SELECTED TEXT:
────────────────────

Apart from a bit of noise at very low and very high elevations, the bias doesn't seem to correlate much to lake elevation. There aren't many lakes at those extremal elevations, especially in the validation set (see second histogram below), so I wouldn't put too much stock into the behaviors of metrics at elevations below 100 m or above 600 m.

Here's the number of observations in the training set by elevation.

And here's the number of observations in the validation set.

There are very few observations in the validation set below 100 m or above 600 m, so the metrics at those elevations are evaluated on a small number of residuals.

By season

Now, let's take a closer look at model predictions during the summer and winter. These plots aren't made automatically by the pipeline, so they'll require custom code.

import numpy as np
import pandas as pd
import matplotlib.pyplot as plt
import seaborn as sns
  
import sys
sys.path.insert(1, '5_visualize/src')
from plot_metrics import load_predictions, rms

# Plot settings
sns.set(rc={'figure.figsize':(11,8)})

# Choose a model to plot
data_source = 'model_prep'
run_id = 'initial'
model_id = 'local_a'
dataset = 'valid'

predictions_filepath = f"4_evaluate/out/{data_source}/{run_id}/{model_id}/interpolated_predictions_{dataset}.csv"
predictions_train_filepath = f"4_evaluate/out/{data_source}/{run_id}/{model_id}/interpolated_predictions_train.csv"

# Load predictions
predictions_valid_filepath = '4_evaluate/out/model_prep/initial/local_a/interpolated_predictions_valid.csv'
pv = load_predictions(predictions_filepath, doy_bin_width=5)

Predicted vs actual scatter plots

There are too many observations for one scatterplot. Let's plot a random sample of them instead.

import random

def scatter_random(df, n_samples, x='temp', y='predicted_temperature_obs_depth', alpha=0.05):
    plot_idx = random.sample(range(df.shape[0]), n_samples)
    df_plot = df.iloc[plot_idx]
    min_val = df_plot.loc[:, [x, y]].min().min()
    max_val = df_plot.loc[:, [x, y]].max().max()
    sns.scatterplot(df.iloc[plot_idx], x=x, y=y, alpha=alpha)
    plt.plot([min_val, max_val], [min_val, max_val], color='black')
    plt.show()

# Of the 498,892 samples in the validation set, plot 10,000 of them
scatter_random(pv, 10000)

On these plots, observed temperatures are on the x axis and temperatures predicted by the LSTM are on the y axis. Two things stand out to me. First, predictions look closest to observations at high temperatures (>25 °C), and furthest at intermediate temperatures (~15 °C). Second, temperatures below 4 °C are rarely confused with temperatures above 4 °C. This is probably a result of the distribution of the data: water is most dense at 4 °C, so either the temperatures in a lake are all less than 4 or greater than 4 at any given time.

────────────────────

EXERCISE 1:
Gather every line of the listing that contains the string "navy", treating uppercase and lowercase as different.
The lake temperature analysis has no connection to the listing that comes next.

Pointing entries for labeled objects:
────────────────────

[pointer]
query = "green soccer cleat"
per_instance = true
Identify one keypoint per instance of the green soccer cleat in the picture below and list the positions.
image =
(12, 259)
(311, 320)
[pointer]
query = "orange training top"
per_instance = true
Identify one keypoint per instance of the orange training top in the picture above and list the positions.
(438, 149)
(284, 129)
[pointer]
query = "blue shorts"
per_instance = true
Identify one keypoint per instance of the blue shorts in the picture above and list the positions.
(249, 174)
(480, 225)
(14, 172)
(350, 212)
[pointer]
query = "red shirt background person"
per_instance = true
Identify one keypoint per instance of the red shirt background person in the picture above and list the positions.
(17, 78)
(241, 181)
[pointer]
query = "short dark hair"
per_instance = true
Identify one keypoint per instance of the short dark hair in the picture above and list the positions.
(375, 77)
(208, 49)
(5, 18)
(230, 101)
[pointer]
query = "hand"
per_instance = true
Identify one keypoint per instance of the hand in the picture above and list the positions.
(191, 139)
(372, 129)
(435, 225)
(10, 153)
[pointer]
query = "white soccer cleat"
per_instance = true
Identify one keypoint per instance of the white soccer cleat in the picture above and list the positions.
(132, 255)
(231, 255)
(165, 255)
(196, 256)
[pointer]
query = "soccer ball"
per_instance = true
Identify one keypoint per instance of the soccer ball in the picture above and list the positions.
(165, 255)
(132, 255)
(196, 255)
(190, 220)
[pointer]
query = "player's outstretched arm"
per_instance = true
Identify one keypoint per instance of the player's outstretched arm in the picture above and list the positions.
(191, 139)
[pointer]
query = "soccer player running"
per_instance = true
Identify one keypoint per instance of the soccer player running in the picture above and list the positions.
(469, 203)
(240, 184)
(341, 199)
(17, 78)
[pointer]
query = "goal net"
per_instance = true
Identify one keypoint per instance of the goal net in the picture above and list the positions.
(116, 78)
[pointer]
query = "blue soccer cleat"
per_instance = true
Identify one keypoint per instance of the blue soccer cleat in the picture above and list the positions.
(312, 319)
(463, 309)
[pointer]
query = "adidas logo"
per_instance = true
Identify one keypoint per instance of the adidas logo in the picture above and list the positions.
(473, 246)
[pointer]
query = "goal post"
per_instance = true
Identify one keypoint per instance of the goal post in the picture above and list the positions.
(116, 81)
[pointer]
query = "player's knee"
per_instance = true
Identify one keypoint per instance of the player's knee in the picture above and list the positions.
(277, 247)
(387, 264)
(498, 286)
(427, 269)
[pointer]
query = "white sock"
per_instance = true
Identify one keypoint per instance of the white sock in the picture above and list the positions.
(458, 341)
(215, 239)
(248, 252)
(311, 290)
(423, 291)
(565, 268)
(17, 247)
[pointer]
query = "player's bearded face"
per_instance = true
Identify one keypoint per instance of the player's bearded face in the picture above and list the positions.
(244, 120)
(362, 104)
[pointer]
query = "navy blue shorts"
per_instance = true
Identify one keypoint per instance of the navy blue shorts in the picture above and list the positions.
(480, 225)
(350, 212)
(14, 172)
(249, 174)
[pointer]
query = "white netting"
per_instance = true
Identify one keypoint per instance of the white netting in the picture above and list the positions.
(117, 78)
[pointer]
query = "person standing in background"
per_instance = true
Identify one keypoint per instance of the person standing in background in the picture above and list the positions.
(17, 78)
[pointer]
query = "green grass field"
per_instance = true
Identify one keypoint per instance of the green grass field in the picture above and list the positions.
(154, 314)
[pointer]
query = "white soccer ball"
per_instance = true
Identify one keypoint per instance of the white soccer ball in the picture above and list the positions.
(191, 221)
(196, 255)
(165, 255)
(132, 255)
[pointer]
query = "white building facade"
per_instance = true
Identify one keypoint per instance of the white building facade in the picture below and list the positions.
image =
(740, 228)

────────────────────

EXERCISE 2:
Write a continuation of the lake temperature analysis, starting right after its final sentence.

FINAL RESULT 1:
query = "navy blue shorts"
Identify one keypoint per instance of the navy blue shorts in the picture above and list the positions.

FINAL RESULT 2:
Plot by time period

We can focus in on predictions made during summer and winter only.

pv_summer = pv.query("doy >= 172 and doy < 265")
pv_winter = pv.query("doy >= 355 or doy < 80")

# Plot 10,000 summer samples
scatter_random(pv_summer, 10000, alpha=0.1)

During summer, the hottest temperatures, which probably occur at shallow depths are predicted more accurately than intermediate temperatures.

# Plot 10,000 winter samples
scatter_random(pv_winter, 10000, alpha=0.1)

During winter, temperatures tend to stay between 0 and 5 degrees. Predictions also tend to be between 0 and 5 degrees, although the predicted temperatures don't agree well with observed temperatures within that range. Instead, it looks like predicted temperatures cluster around 3 °C when observed temperature are between 0 and 5 °C. This behavior could be a result of the relative lack of observations during winter.

Plot RMSE by depth and by season

We can examine how RMSE varies with depth during summer and during winter.

from plot_metrics import rms

summer_depth_rmse = (
    pv_summer.groupby('interpolated_depth')['residual']
    .aggregate(rms)
    .rename(f'LSTM_rmse')
)
sns.lineplot(summer_depth_rmse)
plt.xlim(0,40)
plt.ylim(0,5.5)
plt.show()

In the summer, RMSE is about 1.5 °C in the top 2 meters, then climbs quickly to a maximum above 5 °C between 5 and 10 m.

winter_depth_rmse = (
    pv_winter.groupby('interpolated_depth')['residual']
    .aggregate(rms)
    .rename(f'LSTM_rmse')
)
sns.lineplot(winter_depth_rmse)
plt.ylim(0,5.5)
plt.show()

There's a big difference from summer RMSE! Winter RMSE is not nearly as dependent on depth, and the highest RMSE values tend to be at shallower depths.

Surface RMSE by day-of-year

How does the RMSE for temperatures in the top 2 m of lakes vary over the year?

pv_surface = pv.query("depth < 2")

surface_doy_rmse = (
    pv_surface.groupby('doy_bin')['residual']
    .aggregate(rms)
    .rename(f'LSTM_rmse')
)

sns.lineplot(surface_doy_rmse)
plt.show()

Looks like surface temperature RMSE is highest during March, April and May, with another peak in November and December. Those times seem to coincide with lake melt and freeze dates.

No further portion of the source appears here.